AUFGABENSTELLUNG: Drucken Sie aus dem Artikel über dunklen Tourismus unten wortgetreu die Stelle ab, die mit „In Los Angeles“ beginnt und bis einschließlich „sind dunkle Touristen.“ reicht.

© JUNGE FREIHEIT Verlag GmbH & Co. www.jungefreiheit.de 44/18 / 26. Oktober 2018

Urlaub neben dem AKW-Schrott
„Dunkler Tourismus“ führt Menschen an Orte, die von Tod und Gefahren geprägt sind
Heiko Urbanzyk / Gil Barkei

Einmal einen illegalen Grenzübertritt in Lateinamerika mitmachen, eine Voodoo-Opferzeremonie in Afrika erleben oder das berühmte Riesenrad in Tschernobyl sehen. Während die meisten Menschen bei dem Wort „Traumurlaub“ wahrscheinlich eher an ein Alpenpanorama, eine Gondelfahrt durch Venedig oder an das türkisfarbene Meer eines maledivischen Atolls denken, sind Anhänger des „Dark Tourism“ von Orten fasziniert, an denen es zu Tod, Leid und Elend kam.

In Los Angeles wird beispielsweise eine „Helter-Skelter-Tour“ auf dem leichengepflasterten Weg von Charles Manson und der „Manson Family“ angeboten. Die Tour ist wie viele andere Angebote, die auf den Spuren von Serienkillern wandeln, oft ausverkauft. Auch „Urlauber“, die Selfies knipsen vor der in Italien gekenterten Costa Concordia, vor dem Anwesen des früheren kolumbianischen Drogenbosses Pablo Escobar in Medellín oder vor dem Straßenzug des Anschlags auf John F. Kennedy, sind dunkle Touristen.

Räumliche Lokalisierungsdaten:
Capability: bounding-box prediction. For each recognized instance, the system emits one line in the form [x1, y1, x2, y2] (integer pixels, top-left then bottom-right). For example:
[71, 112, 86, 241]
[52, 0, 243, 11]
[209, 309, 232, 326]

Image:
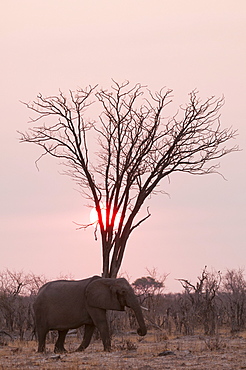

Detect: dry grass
[0, 332, 246, 370]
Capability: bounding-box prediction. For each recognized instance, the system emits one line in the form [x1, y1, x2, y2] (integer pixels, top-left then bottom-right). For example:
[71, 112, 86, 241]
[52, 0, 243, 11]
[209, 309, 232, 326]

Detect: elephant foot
[104, 347, 112, 352]
[75, 346, 85, 352]
[54, 347, 67, 353]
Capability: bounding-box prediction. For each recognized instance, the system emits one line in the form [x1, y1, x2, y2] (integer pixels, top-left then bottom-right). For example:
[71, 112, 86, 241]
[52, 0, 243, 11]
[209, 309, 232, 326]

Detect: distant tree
[178, 266, 221, 335]
[21, 82, 237, 277]
[222, 269, 246, 333]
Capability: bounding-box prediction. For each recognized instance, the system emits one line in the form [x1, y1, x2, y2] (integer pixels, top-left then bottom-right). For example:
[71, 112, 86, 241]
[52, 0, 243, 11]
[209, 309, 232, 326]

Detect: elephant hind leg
[37, 329, 48, 353]
[54, 330, 68, 353]
[76, 324, 95, 351]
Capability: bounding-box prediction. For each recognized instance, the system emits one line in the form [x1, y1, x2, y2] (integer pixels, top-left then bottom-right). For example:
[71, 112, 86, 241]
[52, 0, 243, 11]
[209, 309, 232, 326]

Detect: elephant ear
[86, 278, 124, 311]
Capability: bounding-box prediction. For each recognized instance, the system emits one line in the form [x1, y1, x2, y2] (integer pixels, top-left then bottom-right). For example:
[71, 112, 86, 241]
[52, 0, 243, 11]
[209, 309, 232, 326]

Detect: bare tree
[178, 266, 221, 335]
[21, 82, 237, 277]
[223, 269, 246, 333]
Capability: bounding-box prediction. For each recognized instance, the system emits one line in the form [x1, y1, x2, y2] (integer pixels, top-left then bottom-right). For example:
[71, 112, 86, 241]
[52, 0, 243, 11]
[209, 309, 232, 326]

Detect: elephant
[33, 276, 147, 353]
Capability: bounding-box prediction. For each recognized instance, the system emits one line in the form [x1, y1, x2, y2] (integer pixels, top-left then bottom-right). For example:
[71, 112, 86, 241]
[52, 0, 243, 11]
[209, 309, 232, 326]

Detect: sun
[90, 203, 121, 229]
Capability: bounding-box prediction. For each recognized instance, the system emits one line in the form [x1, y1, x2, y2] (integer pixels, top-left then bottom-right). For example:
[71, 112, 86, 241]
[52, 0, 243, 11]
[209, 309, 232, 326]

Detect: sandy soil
[0, 333, 246, 370]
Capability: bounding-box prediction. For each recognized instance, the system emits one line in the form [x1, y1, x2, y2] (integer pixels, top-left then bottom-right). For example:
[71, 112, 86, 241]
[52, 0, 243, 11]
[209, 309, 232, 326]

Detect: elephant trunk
[129, 296, 147, 336]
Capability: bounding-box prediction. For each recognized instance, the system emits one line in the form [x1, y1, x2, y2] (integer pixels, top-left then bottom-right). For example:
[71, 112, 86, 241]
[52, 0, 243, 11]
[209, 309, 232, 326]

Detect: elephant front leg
[90, 308, 111, 352]
[76, 324, 95, 351]
[54, 330, 68, 353]
[37, 329, 48, 353]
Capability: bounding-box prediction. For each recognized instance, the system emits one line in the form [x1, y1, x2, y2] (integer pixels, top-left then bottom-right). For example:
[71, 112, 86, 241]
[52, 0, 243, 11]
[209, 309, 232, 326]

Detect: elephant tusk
[140, 306, 149, 311]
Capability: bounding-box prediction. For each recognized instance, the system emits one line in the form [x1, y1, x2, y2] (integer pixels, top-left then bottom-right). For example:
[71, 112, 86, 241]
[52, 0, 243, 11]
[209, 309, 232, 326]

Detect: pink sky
[0, 0, 246, 291]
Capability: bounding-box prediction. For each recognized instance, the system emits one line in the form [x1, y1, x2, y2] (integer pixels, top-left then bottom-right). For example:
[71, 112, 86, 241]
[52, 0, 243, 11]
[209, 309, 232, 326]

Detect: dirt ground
[0, 332, 246, 370]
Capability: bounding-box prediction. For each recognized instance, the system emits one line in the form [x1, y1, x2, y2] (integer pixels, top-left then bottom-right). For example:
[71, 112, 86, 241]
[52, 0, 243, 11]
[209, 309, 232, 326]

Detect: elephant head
[86, 278, 147, 336]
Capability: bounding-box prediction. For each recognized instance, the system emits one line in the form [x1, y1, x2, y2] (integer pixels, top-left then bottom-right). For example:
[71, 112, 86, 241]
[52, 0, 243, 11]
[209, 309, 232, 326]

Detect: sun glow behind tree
[21, 81, 238, 278]
[90, 202, 121, 230]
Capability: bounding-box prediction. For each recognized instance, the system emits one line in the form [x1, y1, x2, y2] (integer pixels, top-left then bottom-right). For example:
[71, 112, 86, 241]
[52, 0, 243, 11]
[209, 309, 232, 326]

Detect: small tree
[178, 266, 221, 335]
[223, 269, 246, 333]
[21, 82, 237, 277]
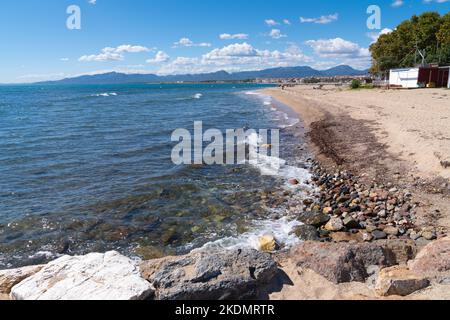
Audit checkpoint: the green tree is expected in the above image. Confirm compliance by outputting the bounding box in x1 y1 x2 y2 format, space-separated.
370 12 450 73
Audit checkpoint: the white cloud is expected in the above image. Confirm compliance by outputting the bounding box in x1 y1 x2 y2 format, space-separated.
114 44 152 53
78 44 153 62
391 0 405 8
17 72 65 82
173 38 211 48
146 51 170 63
269 29 287 39
219 33 248 40
78 52 124 62
264 19 279 27
306 38 370 58
367 28 392 42
300 13 339 24
157 42 312 74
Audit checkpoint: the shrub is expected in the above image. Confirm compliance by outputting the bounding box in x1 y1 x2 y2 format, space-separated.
351 79 361 89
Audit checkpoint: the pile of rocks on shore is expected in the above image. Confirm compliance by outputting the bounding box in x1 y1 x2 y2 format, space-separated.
290 161 440 242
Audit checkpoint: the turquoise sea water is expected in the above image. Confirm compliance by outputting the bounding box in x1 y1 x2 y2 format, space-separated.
0 85 310 268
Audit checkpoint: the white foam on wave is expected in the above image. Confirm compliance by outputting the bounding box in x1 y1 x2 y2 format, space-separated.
91 92 117 97
246 133 311 184
193 91 312 252
193 217 302 252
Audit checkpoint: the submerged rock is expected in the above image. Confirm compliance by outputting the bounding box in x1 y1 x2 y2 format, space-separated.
375 266 430 296
325 218 344 232
11 251 153 300
292 225 319 241
410 237 450 280
298 211 330 228
141 249 278 300
0 265 44 294
291 241 396 283
258 235 279 252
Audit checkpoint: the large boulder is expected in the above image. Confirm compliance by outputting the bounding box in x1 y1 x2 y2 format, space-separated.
298 211 330 228
409 237 450 282
290 241 396 284
0 265 44 294
376 239 417 264
11 251 153 300
375 266 430 297
141 249 278 300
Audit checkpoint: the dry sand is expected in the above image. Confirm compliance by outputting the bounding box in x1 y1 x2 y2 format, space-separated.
266 86 450 179
262 86 450 300
263 86 450 230
269 259 450 300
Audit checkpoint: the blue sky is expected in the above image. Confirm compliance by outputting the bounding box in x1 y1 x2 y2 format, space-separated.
0 0 450 83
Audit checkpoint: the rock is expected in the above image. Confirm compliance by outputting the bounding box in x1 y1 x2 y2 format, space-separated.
372 230 387 240
325 218 344 232
0 265 44 294
375 266 430 297
378 210 387 218
376 239 417 264
292 225 319 241
409 237 450 279
141 249 278 300
11 251 153 300
290 241 395 284
360 231 373 242
258 235 278 252
298 211 330 228
421 228 437 240
383 227 398 236
343 217 360 229
330 232 362 242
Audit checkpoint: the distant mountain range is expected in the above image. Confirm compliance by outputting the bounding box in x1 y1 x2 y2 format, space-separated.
39 65 368 84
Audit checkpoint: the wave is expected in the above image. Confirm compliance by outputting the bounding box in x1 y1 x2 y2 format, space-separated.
193 217 303 252
91 92 117 97
176 93 203 101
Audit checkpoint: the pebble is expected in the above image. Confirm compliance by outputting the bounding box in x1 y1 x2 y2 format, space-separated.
303 160 420 245
325 218 344 232
372 230 387 240
383 227 399 236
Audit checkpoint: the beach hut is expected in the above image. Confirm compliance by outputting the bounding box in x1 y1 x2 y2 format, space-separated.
389 68 419 88
389 65 450 88
418 66 450 88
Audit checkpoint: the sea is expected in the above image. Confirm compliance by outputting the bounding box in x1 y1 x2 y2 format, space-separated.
0 84 310 269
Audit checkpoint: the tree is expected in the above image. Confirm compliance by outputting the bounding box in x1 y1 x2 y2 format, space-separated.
370 12 450 73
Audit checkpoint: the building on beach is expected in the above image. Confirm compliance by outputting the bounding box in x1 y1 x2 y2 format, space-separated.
389 65 450 89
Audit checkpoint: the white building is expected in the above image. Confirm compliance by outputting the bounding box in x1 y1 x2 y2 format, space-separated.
389 68 419 88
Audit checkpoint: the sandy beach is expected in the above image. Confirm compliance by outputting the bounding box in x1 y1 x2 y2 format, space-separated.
263 86 450 229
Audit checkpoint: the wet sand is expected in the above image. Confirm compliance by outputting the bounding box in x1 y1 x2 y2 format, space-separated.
262 86 450 300
263 86 450 230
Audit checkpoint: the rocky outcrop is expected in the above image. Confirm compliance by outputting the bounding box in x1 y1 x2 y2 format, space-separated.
141 249 278 300
0 265 44 294
11 251 153 300
410 238 450 282
375 266 430 296
290 241 396 283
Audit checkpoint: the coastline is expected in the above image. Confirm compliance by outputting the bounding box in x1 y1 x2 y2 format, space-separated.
0 85 450 300
261 86 450 232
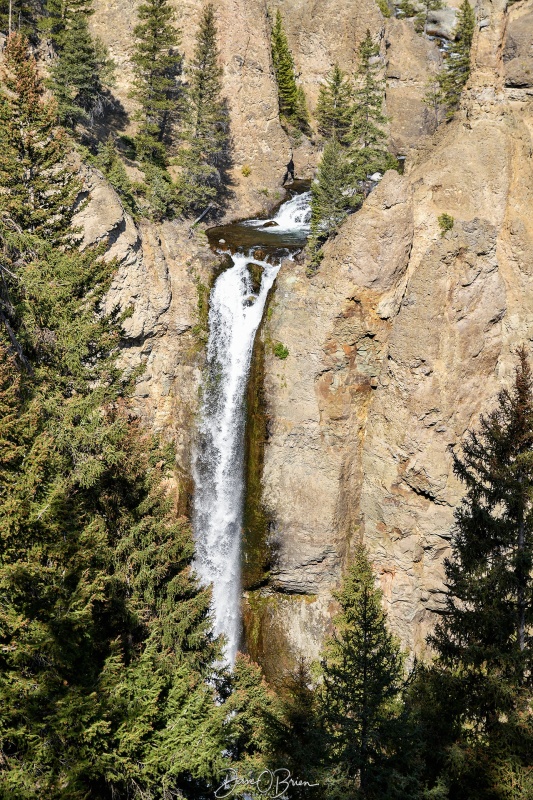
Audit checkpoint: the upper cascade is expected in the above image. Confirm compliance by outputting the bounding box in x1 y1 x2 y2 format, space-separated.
193 192 310 665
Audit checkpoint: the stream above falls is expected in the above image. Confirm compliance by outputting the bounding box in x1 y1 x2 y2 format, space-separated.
193 182 311 666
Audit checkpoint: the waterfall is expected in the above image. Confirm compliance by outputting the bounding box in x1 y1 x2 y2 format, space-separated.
194 188 309 665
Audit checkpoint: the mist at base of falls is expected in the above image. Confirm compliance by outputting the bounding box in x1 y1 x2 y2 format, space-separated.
193 192 310 665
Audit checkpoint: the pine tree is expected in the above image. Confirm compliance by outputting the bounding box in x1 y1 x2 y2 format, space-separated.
177 3 229 212
131 0 183 166
272 9 309 131
350 30 396 181
422 76 446 130
94 134 138 217
439 0 476 117
0 0 42 41
322 546 406 798
427 348 533 800
224 653 279 777
316 64 352 142
309 136 354 266
0 33 80 244
49 12 114 127
39 0 94 53
0 372 222 800
268 659 327 798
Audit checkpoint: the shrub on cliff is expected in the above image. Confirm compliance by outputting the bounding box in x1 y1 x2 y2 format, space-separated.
0 33 80 245
415 348 533 800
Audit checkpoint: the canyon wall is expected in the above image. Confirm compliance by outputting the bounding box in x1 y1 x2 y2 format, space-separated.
254 0 533 676
81 0 533 674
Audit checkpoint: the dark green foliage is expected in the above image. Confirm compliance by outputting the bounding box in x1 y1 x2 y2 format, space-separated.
316 64 352 142
438 214 455 236
39 0 94 53
131 0 183 166
0 33 80 244
0 0 42 40
438 0 476 117
414 348 533 800
322 546 413 798
272 342 289 361
0 42 224 800
177 3 230 213
376 0 392 19
272 9 309 132
49 12 114 127
93 135 138 217
221 653 279 775
350 31 396 181
415 0 445 33
269 659 327 798
144 164 178 222
309 136 354 265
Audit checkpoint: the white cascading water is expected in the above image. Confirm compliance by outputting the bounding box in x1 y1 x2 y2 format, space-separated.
194 193 309 666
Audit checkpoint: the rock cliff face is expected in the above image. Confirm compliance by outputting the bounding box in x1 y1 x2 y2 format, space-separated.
81 0 533 673
250 0 533 668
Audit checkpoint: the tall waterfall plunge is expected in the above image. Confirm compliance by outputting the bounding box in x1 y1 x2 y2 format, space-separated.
194 193 310 665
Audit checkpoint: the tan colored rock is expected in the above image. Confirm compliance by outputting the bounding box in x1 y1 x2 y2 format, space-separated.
254 0 533 655
385 19 442 155
503 5 533 87
74 164 219 500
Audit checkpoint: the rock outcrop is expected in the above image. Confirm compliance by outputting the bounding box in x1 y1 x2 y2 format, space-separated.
74 164 220 510
82 0 533 674
250 0 533 668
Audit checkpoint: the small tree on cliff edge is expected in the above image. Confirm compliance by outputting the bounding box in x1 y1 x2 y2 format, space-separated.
177 3 230 212
349 31 397 181
131 0 182 165
418 347 533 800
316 64 352 141
323 546 414 798
0 33 80 245
272 9 309 131
309 135 357 268
439 0 476 117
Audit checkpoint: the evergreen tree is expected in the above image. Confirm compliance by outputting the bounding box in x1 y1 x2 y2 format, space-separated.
131 0 183 166
316 64 352 142
224 653 279 780
415 0 444 33
94 135 138 217
0 35 223 800
272 9 309 131
309 136 354 269
49 12 114 127
439 0 476 117
422 76 446 130
269 659 326 798
420 348 533 800
39 0 94 53
350 30 396 181
0 33 80 244
0 0 42 40
322 546 413 798
177 3 229 212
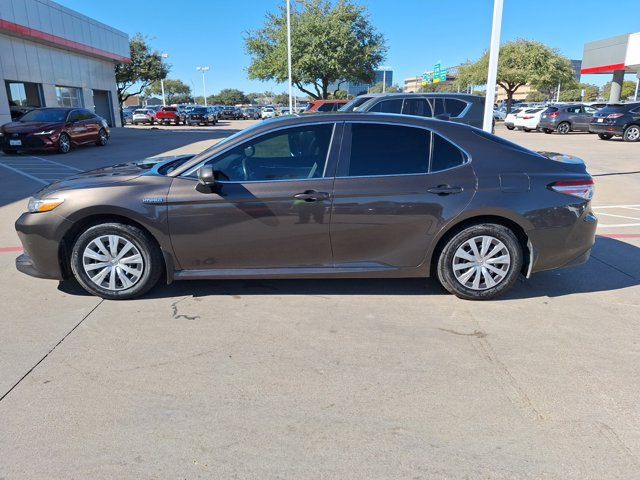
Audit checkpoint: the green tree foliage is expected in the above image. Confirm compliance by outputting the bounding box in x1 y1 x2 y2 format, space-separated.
458 39 573 110
144 79 191 105
369 82 402 93
602 80 636 100
245 0 386 99
115 33 169 105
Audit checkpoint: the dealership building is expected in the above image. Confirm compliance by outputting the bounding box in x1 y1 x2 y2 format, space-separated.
0 0 130 126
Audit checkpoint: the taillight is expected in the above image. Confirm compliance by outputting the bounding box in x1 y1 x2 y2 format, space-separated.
549 178 594 200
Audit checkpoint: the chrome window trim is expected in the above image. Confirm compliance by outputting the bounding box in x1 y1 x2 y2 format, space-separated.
181 120 338 183
336 119 473 178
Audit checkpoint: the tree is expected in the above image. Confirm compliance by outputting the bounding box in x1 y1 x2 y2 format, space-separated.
115 33 169 105
602 80 636 100
369 82 402 93
245 0 386 99
144 79 191 105
458 39 575 111
207 88 251 105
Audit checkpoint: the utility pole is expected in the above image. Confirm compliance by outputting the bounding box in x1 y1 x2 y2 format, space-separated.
482 0 504 133
287 0 293 115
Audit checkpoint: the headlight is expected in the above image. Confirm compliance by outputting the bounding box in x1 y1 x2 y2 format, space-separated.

BEARBEITETE AUFGABE:
In Los Angeles wird beispielsweise eine „Helter-Skelter-Tour“ auf dem leichengepflasterten Weg von Charles Manson und der „Manson Family“ angeboten. Die Tour ist wie viele andere Angebote, die auf den Spuren von Serienkillern wandeln, oft ausverkauft. Auch „Urlauber“, die Selfies knipsen vor der in Italien gekenterten Costa Concordia, vor dem Anwesen des früheren kolumbianischen Drogenbosses Pablo Escobar in Medellín oder vor dem Straßenzug des Anschlags auf John F. Kennedy, sind dunkle Touristen.